# [Stored rows]

============

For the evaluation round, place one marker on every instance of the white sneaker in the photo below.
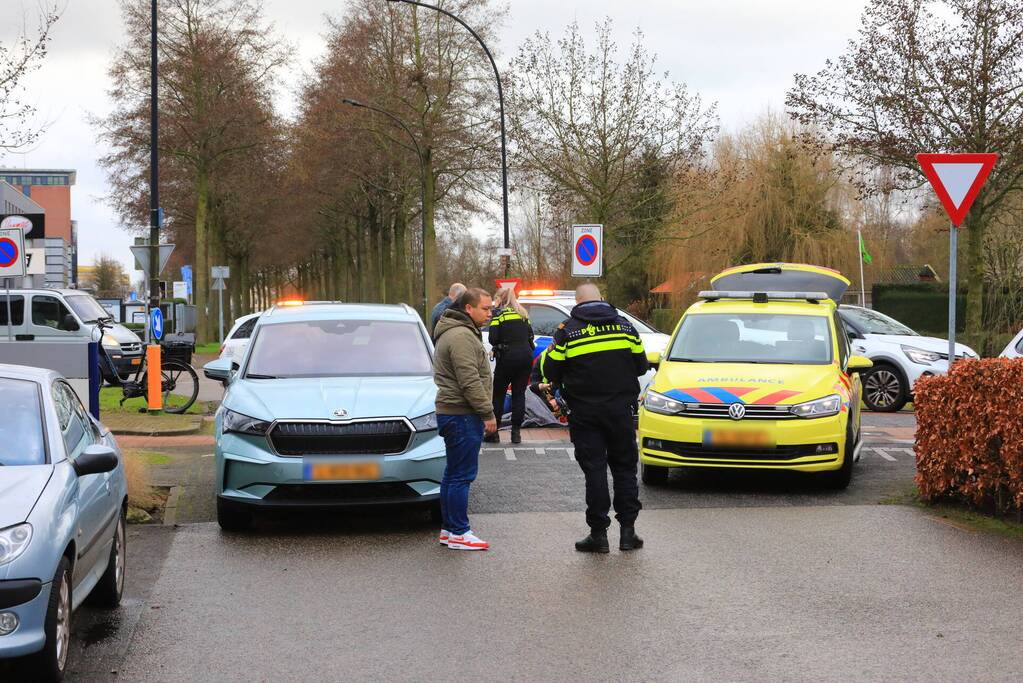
(466, 541)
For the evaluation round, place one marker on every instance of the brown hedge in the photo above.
(970, 434)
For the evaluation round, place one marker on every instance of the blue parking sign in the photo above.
(157, 323)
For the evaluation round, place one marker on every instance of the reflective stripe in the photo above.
(597, 347)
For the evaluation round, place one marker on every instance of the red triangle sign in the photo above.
(957, 180)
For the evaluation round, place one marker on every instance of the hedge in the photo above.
(923, 306)
(970, 435)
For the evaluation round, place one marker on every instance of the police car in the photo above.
(758, 375)
(549, 308)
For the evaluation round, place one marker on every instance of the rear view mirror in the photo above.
(96, 459)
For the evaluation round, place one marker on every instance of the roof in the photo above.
(907, 274)
(338, 311)
(41, 375)
(786, 307)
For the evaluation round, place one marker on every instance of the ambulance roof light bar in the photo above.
(764, 297)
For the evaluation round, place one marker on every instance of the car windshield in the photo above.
(753, 337)
(872, 322)
(339, 349)
(21, 426)
(87, 308)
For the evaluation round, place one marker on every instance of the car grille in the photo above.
(699, 451)
(375, 438)
(753, 412)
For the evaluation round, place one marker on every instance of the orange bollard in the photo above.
(154, 383)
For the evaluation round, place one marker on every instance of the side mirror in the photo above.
(220, 369)
(96, 459)
(858, 364)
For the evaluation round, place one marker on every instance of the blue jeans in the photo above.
(462, 439)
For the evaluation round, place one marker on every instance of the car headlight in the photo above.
(238, 423)
(829, 405)
(659, 403)
(920, 356)
(13, 541)
(426, 423)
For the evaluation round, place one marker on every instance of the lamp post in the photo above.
(423, 188)
(500, 102)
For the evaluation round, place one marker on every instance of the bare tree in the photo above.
(928, 76)
(18, 58)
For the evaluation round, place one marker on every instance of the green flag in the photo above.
(863, 254)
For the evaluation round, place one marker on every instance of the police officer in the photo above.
(596, 358)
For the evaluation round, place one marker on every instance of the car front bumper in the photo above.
(797, 445)
(30, 635)
(249, 474)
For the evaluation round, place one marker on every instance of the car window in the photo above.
(16, 310)
(873, 322)
(75, 431)
(50, 312)
(753, 337)
(245, 330)
(339, 349)
(545, 319)
(21, 435)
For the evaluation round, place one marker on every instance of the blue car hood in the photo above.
(319, 398)
(20, 487)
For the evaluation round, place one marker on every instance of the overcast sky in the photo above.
(740, 53)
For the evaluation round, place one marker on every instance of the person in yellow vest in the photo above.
(512, 340)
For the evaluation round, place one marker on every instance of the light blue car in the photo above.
(62, 504)
(330, 405)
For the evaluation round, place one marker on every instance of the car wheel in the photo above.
(50, 663)
(884, 389)
(112, 586)
(654, 474)
(232, 519)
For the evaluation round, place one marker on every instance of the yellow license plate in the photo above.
(347, 471)
(738, 439)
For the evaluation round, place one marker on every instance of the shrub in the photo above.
(970, 434)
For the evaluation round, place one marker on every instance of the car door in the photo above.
(51, 320)
(93, 490)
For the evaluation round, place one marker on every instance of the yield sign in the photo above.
(957, 180)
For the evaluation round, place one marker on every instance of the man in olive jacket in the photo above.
(464, 411)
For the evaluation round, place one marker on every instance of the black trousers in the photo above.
(512, 369)
(604, 438)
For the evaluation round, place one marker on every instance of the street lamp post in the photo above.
(423, 189)
(500, 101)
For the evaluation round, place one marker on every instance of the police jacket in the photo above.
(510, 334)
(596, 357)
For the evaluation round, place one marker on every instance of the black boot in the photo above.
(595, 542)
(629, 539)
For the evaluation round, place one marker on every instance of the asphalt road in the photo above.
(743, 578)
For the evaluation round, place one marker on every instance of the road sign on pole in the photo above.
(587, 251)
(957, 180)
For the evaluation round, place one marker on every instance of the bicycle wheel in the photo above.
(181, 380)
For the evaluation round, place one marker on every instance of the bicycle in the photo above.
(174, 375)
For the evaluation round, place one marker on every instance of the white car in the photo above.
(900, 356)
(237, 339)
(547, 309)
(1015, 348)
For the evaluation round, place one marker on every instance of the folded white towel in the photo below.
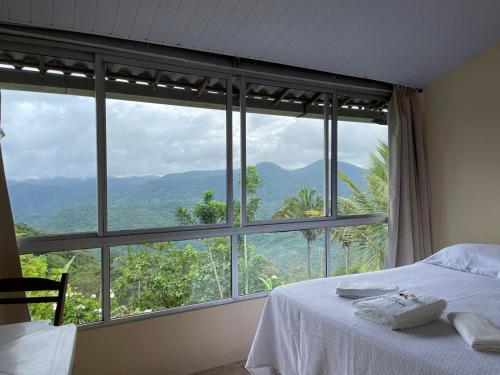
(400, 310)
(477, 330)
(351, 289)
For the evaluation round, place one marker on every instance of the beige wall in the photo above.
(173, 344)
(463, 149)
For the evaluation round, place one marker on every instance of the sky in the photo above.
(53, 135)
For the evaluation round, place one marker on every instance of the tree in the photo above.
(154, 276)
(209, 211)
(305, 203)
(370, 240)
(252, 267)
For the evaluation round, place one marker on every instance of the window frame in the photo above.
(105, 239)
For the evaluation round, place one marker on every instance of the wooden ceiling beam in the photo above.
(282, 96)
(203, 87)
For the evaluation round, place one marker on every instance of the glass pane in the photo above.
(166, 143)
(362, 168)
(285, 154)
(268, 260)
(358, 249)
(83, 296)
(165, 275)
(49, 152)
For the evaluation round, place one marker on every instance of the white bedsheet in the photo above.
(306, 329)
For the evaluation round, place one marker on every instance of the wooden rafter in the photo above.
(156, 80)
(203, 86)
(41, 64)
(282, 96)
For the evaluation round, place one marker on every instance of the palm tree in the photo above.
(371, 240)
(305, 204)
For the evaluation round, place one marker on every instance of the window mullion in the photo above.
(234, 266)
(326, 157)
(106, 283)
(243, 153)
(334, 153)
(229, 150)
(100, 100)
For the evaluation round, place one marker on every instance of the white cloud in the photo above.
(52, 135)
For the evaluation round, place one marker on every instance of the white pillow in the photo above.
(483, 259)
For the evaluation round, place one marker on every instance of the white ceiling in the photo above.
(397, 41)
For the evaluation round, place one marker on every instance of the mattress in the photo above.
(305, 328)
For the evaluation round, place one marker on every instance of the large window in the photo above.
(272, 259)
(186, 188)
(165, 155)
(356, 249)
(157, 276)
(50, 154)
(83, 296)
(285, 156)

============

# [Instructions for the task]
Reproduce all of the material above word for word, omitting the pictures.

# [Task solution]
For the evaluation round, place one marker on every instance of the white sneaker in the photo below.
(466, 541)
For the evaluation round, place one marker on every instance of the brown hedge in the photo above.
(970, 434)
For the evaluation round, place one marker on every instance of the blue parking sign in the photo above.
(157, 323)
For the evaluation round, place one marker on every instance of the reflective stripe in the photo above.
(597, 347)
For the evaluation round, place one marker on every instance of the red triangle sign in the photo above.
(957, 180)
For the evaluation round, place one marker on every instance of the hedge in the photo above.
(923, 306)
(970, 435)
For the evaluation round, place one marker on every instance of the police car in the photo above.
(758, 375)
(549, 308)
For the evaluation round, place one marker on every instance of the rear view mirror in the photo above.
(96, 459)
For the evaluation round, place one marker on every instance of the roof in the photo above.
(907, 274)
(338, 311)
(41, 375)
(786, 307)
For the evaluation round, place one marker on every instance of the ambulance roof light bar in the photo above.
(764, 297)
For the evaluation round, place one marker on every instance of the car windshield in the photo above.
(753, 337)
(872, 322)
(339, 349)
(21, 426)
(87, 308)
For the evaluation round, place one marker on every instance of the car grille in the photo above.
(699, 451)
(375, 438)
(753, 412)
For the evaluation round, place one marker on every instance of the orange bollard in the photo above.
(154, 383)
For the evaluation round, place one marker on every instance of the side mirror in the photo above.
(220, 369)
(96, 459)
(858, 364)
For the evaluation round, place one marker on every instance of the blue jeans in the photo above.
(462, 439)
For the evaluation round, place one marker on every instance of the car headlight in the photo above.
(238, 423)
(829, 405)
(659, 403)
(920, 356)
(13, 541)
(426, 423)
For the evaluation round, place one marker on every instance of the lamp post in the photo above.
(423, 188)
(500, 102)
For the evaluation round, place one marker on every instance of the bare tree in the photo above.
(928, 76)
(18, 58)
For the evaluation round, place one marker on every instance of the green flag in the photo above.
(863, 254)
For the evaluation round, place one marker on every instance of the police officer in the photo above.
(596, 358)
For the evaluation round, place one marker on every instance of the car front bumper in the photo above.
(797, 445)
(30, 635)
(249, 474)
For the evaluation round, place one marker on every instance of the car window in the photo above.
(16, 310)
(873, 322)
(75, 431)
(50, 312)
(753, 337)
(245, 330)
(339, 349)
(545, 319)
(21, 435)
For the evaluation round, place one marker on every instance of the blue car hood in the photo above.
(319, 398)
(20, 487)
For the evaluation round, place one marker on every instance of the overcast sky in the photo above.
(740, 53)
For the evaluation round, place one marker on every instance of the person in yellow vest in the photo above.
(512, 340)
For the evaluation round, place one marker on every instance of the light blue car in the photo above.
(62, 504)
(330, 405)
For the evaluation round, place one marker on every instance of the car wheel in the photo above.
(50, 663)
(884, 389)
(112, 586)
(654, 474)
(232, 519)
For the evaluation round, place one marker on every instance of the yellow license plate in the photo above.
(347, 471)
(738, 439)
For the evaluation round, place one marker on every instance of the shrub in the photo above.
(970, 434)
For the evaluation round, place one marker on every instance of the car door in the photo above.
(51, 320)
(93, 490)
For the evaluation round, place one marker on every instance of the yield sign in the photo above.
(957, 180)
For the evaluation round, place one marker on every instance of the man in olive jacket in the photo above.
(464, 411)
For the evaluation round, place one marker on every instance of the black trousers in the photo above.
(512, 369)
(604, 438)
For the evaluation round, place one marker on every instance of the street lamp post in the photo above.
(423, 189)
(500, 101)
For the evaluation round, place one marker on every instance of the police jacket in the photo above.
(510, 334)
(596, 357)
For the evaluation round, place one marker on every instance of the black boot in the photo above.
(595, 542)
(629, 539)
For the evaluation round, place one marker on every instance of the asphalt road in the photo above.
(743, 578)
For the evaluation round, place one marker on every instance of the road sign on pole in the photo above.
(587, 251)
(957, 180)
For the evaluation round, place one marker on every instance of the bicycle wheel in the photo above.
(181, 380)
For the evaluation round, place one marker on every instance of the bicycle in the photo above.
(174, 375)
For the evaluation round, place one marker on every instance of the white car in the photo above.
(900, 356)
(237, 339)
(547, 309)
(1015, 348)
For the evaluation round, place one marker on every instance of the folded white towel in the photo below.
(400, 310)
(477, 330)
(351, 289)
For the evaluation round, place one marker on every instance of the beige wall in the photo above.
(173, 344)
(463, 149)
For the evaluation round, place one marker on every instance of the sky in the photo above.
(53, 135)
For the evaluation round, place one marker on every instance of the tree in the photo above.
(154, 276)
(209, 211)
(305, 203)
(370, 240)
(252, 267)
For the evaluation round, place one marker on every instance of the window frame in the photo above.
(105, 239)
For the evaluation round, place one marker on every instance of the wooden ceiling beam in the photo above.
(282, 96)
(203, 87)
For the evaluation round, place one marker on every instance of the glass pane in the photo above.
(166, 143)
(362, 168)
(285, 154)
(268, 260)
(358, 249)
(83, 296)
(165, 275)
(49, 152)
For the evaluation round, place one marker on every instance of the white bedsheet in the photo above.
(306, 329)
For the evaluation round, place one marker on every instance of the wooden rafter in the photo above.
(156, 80)
(203, 86)
(41, 64)
(282, 96)
For the evaluation round, place one marker on every instance of the palm tree in the photo above.
(371, 240)
(305, 204)
For the evaluation round, place one marker on every instance of the window mullion in the photo above.
(234, 266)
(326, 157)
(106, 283)
(243, 153)
(334, 153)
(229, 150)
(100, 100)
For the evaluation round, place one marker on every instance of the white cloud in the photo above.
(52, 135)
For the evaluation round, place one marker on every instance of the white pillow in the photo above.
(483, 259)
For the evaluation round, place one marker on every instance of the white ceiling in the photo above.
(397, 41)
For the evaluation round, place one marker on every instance of the mattress in the photo above.
(305, 328)
For the evaluation round, place one marker on every instance of the large window in the photo above.
(272, 259)
(186, 188)
(165, 155)
(356, 249)
(157, 276)
(50, 154)
(83, 296)
(285, 156)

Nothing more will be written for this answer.